Requirement 1: In the passage about Sefer Ha-brit, repeat the text from "Ani Pinchas Eliyahu" up to and including "the guessing begin!", switching "Zolkiew" to "Lemberg".
Requirement 2:
Answer these questions using the passage about Sefer Ha-brit.
(a) By 1799, where did the Chasam Sofer already hold a rabbinical position?
(b) In what city and year was the next edition of the book printed?
(c) What name is the Gaon called in the 1765 census?

Passage to read:
>>
He continues to explain (claim?) that the Chasam Sofer was an expert in surveying, algebra, and the science behind the laws of kiddush hachodesh, which he was particularly knowledgable in. He also knew medicine, logic and physics. (In connection with this, in the introduction to Pe'as Hashulchan we are told that the Vilna Gaon, who mastered all knowledge except medicine, was not trained in medicine because his father felt that he would have been obligated to cure people if he knew medicine, and that would have been bittul torah.) It is after enumerating the secular subjects mastered by his grandfather that he relates that the Chasam Sofer had planned (or started?) to write a book on all these topics for his students until he read Sefer Ha-brit and realized that the work had already been done. It should be pointed out that in 1799 the Chasam Sofer had alreadyobtained the rabbinical position in Matersdorf, where he had a yeshiva, probably a small one, so this is not talking about his students in the yeshiva in Pressburg. So whatever happened to rabbis and roshei yeshiva writing and approbating science books?
At any rate, even though Rabbi Pinchas Eliyahu printed it anonymously, he began with a hint to his name:







Ani Pinchas Eliyahu ben Meir Vilna, "I am Pinchas Elijah ben Meir [of] Wilna." Clever!
And he was more clever yet. Here are how two further sections open:



The next edition of this book was printed in Zolkiew in 1807. This time the author included his name and a new preface. In it he writes about what a sensation the book had been and what sort of reception it had received. As you can imagine, an unusual, interesting book like this, and an anonymous author? Let the guessing begin!
"No longer anonymous . . . [but] some had said the author must be the famous Chassid of Vilna; others said that the Scholar of Berlin wrote it. Still others said that one man did not write it, for it was not possible for one man to have such breadth of knowledge . . . "
Again, as I pointed out earlier, although it was distributed in 1799 the censor's note makes it clear that it was already printed in October of 1797, and the Gaon was still alive then. Of course Mendelssohn was already gone since 1786, but the point is that it was at least plausibly a work of the Gaon's, even if in retrospect such speculation seems naive. Thus, we see that there was a time when the public could actually believe that the same Torah-Science work was either written by the Vilna Gaon or Moses Mendelssohn.
[1] The Gaon's surname was not Kramer. He had no surname. He was descended from a rabbi who was called Kremer, Yiddish for shopkeeper. See here where I shared an image from the 1765 census where the Gaon is called Eliasz Zelmanowiz. His surname was not, of course, Zelmanowiz either. This was a patronymic employed as a surname for the purpose of the census.
<<
Supplied records:
>>
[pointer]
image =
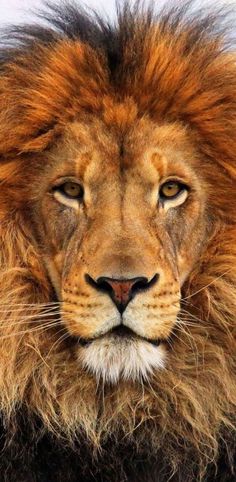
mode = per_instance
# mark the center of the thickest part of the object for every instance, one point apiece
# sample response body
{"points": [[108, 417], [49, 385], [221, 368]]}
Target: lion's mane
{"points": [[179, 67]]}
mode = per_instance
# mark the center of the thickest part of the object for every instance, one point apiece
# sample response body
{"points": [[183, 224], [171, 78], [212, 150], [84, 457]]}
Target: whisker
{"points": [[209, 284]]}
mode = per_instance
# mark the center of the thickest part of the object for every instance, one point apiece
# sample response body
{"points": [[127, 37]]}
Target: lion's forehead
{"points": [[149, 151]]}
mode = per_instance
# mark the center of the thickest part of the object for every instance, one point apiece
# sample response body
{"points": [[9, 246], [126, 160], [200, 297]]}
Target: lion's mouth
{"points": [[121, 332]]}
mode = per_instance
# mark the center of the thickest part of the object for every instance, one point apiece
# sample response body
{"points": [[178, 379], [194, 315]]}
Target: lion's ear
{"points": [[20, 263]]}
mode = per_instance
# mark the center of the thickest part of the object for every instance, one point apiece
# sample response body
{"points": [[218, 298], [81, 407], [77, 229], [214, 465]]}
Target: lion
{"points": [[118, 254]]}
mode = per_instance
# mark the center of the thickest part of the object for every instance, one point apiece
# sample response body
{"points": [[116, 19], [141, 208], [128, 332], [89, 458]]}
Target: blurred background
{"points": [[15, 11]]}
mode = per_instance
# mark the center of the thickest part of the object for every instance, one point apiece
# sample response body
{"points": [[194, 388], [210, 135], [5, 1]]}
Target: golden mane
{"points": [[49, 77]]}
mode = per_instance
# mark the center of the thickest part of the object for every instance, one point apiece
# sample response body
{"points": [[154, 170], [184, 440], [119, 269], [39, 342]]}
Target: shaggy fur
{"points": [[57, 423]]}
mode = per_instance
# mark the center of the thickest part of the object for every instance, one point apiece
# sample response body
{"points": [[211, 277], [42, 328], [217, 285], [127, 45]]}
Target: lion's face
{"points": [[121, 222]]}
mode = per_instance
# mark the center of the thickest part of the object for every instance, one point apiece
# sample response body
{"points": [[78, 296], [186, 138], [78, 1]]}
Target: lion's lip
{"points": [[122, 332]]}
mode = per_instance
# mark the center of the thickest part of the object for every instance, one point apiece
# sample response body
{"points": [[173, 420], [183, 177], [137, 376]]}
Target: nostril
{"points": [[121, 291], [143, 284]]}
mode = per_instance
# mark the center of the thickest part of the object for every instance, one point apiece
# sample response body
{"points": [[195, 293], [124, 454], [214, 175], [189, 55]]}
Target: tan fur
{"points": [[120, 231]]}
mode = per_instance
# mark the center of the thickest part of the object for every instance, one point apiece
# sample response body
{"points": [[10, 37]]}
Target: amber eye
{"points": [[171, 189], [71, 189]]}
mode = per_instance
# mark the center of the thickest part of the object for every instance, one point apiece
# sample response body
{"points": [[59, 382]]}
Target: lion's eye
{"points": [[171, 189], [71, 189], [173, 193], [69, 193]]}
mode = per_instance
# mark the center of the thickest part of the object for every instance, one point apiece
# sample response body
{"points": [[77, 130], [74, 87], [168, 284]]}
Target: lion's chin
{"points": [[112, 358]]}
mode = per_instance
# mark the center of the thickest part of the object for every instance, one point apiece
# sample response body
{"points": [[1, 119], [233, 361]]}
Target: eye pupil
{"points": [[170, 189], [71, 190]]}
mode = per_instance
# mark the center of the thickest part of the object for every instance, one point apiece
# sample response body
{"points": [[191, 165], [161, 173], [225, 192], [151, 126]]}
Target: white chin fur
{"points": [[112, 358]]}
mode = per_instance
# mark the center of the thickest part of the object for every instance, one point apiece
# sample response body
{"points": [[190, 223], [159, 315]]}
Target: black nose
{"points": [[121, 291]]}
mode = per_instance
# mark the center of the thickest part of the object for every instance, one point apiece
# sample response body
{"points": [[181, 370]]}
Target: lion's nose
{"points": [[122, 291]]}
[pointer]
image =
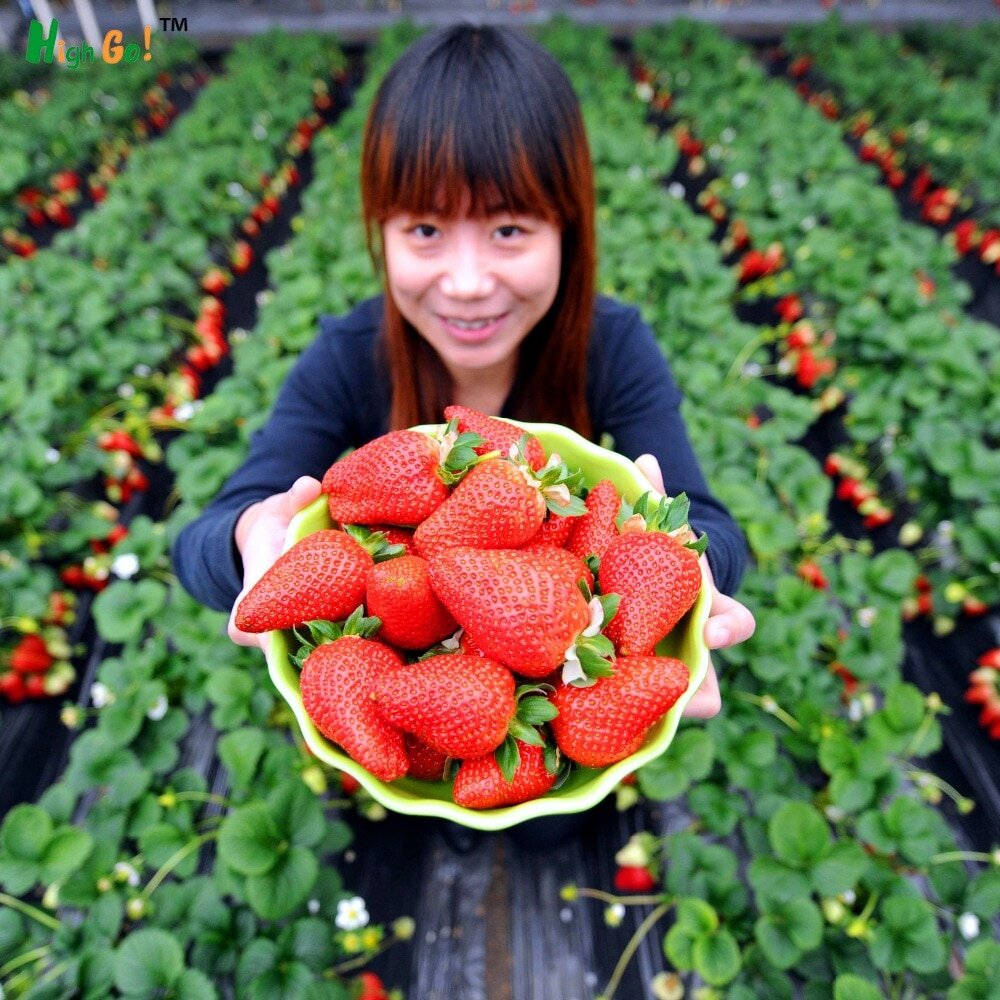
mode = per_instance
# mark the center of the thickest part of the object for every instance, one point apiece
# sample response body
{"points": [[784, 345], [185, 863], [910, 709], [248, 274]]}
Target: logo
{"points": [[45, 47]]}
<<
Task result 1:
Ani Pinchas Eliyahu ben Meir Vilna, "I am Pinchas Elijah ben Meir [of] Wilna." Clever!
And he was more clever yet. Here are how two further sections open:



The next edition of this book was printed in Lemberg in 1807. This time the author included his name and a new preface. In it he writes about what a sensation the book had been and what sort of reception it had received. As you can imagine, an unusual, interesting book like this, and an anonymous author? Let the guessing begin!

Task result 2:
(a) Matersdorf
(b) Zolkiew, 1807
(c) Eliasz Zelmanowiz